Tasks to perform
(a) According to the church history, in what year did Philip William Otterbein come to America?
(b) Copy the passage from the church history word for word, starting with "One of these" and going on through "the believer's life.".

Excerpt to read
>>>>>

UB Church History

The United Brethren Church in Canada is a part of the worldwide Church of the United Brethren in Christ. It is the first denomination in North America that was not transplanted from Europe. While there were European antecedents, the church originated in Pennsylvania, Maryland, and Virginia under the earnest evangelistic preaching of two men.

One of these leaders was Philip William Otterbein, who was born in Dillenberg, Germany, and was originally a minister of the German Reformed Church. When he came to America in 1752, he found formal religious practices the common standard among church people. His training and subsequent heart change prompted him to present a dynamic spiritual experience based on a faith relationship which permitted God to release His power through the indwelling Holy Spirit to a continuing transformation of the believer's life.

Martin Boehm was the other associate. He came from the Mennonite faith, and had been selected by lot to be a preacher among his people. He felt that he had no message to present until he had a personal experience of God's saving grace through faith. Then he was anxious to present the good news and became a flaming evangelist, proclaiming the salvation experience wherever he had the opportunity.

<<<<<

Material shown
>>>>>

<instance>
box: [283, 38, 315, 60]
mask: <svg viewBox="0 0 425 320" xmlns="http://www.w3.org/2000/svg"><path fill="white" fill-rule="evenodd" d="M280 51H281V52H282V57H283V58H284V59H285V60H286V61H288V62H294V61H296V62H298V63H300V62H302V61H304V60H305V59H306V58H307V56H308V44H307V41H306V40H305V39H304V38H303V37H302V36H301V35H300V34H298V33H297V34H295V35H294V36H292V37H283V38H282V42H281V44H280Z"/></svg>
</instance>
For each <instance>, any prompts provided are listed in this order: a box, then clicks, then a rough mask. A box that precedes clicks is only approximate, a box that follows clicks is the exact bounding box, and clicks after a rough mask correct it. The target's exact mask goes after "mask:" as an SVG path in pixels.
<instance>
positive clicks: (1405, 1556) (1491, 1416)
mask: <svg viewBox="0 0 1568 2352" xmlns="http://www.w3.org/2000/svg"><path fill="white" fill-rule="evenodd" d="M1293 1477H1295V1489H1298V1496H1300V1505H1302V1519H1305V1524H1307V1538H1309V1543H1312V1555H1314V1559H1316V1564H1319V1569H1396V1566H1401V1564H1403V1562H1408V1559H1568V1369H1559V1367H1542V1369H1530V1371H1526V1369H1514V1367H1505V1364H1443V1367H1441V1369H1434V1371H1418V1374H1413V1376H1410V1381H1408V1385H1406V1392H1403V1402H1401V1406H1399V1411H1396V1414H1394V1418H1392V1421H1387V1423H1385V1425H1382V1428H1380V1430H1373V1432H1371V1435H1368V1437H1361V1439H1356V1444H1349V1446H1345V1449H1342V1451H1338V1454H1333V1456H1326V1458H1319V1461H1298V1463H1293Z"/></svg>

<<<<<

Completed exercise
(a) 1752

(b)
One of these leaders was Philip William Otterbein, who was born in Dillenberg, Germany, and was originally a minister of the German Reformed Church. When he came to America in 1752, he found formal religious practices the common standard among church people. His training and subsequent heart change prompted him to present a dynamic spiritual experience based on a faith relationship which permitted God to release His power through the indwelling Holy Spirit to a continuing transformation of the believer's life.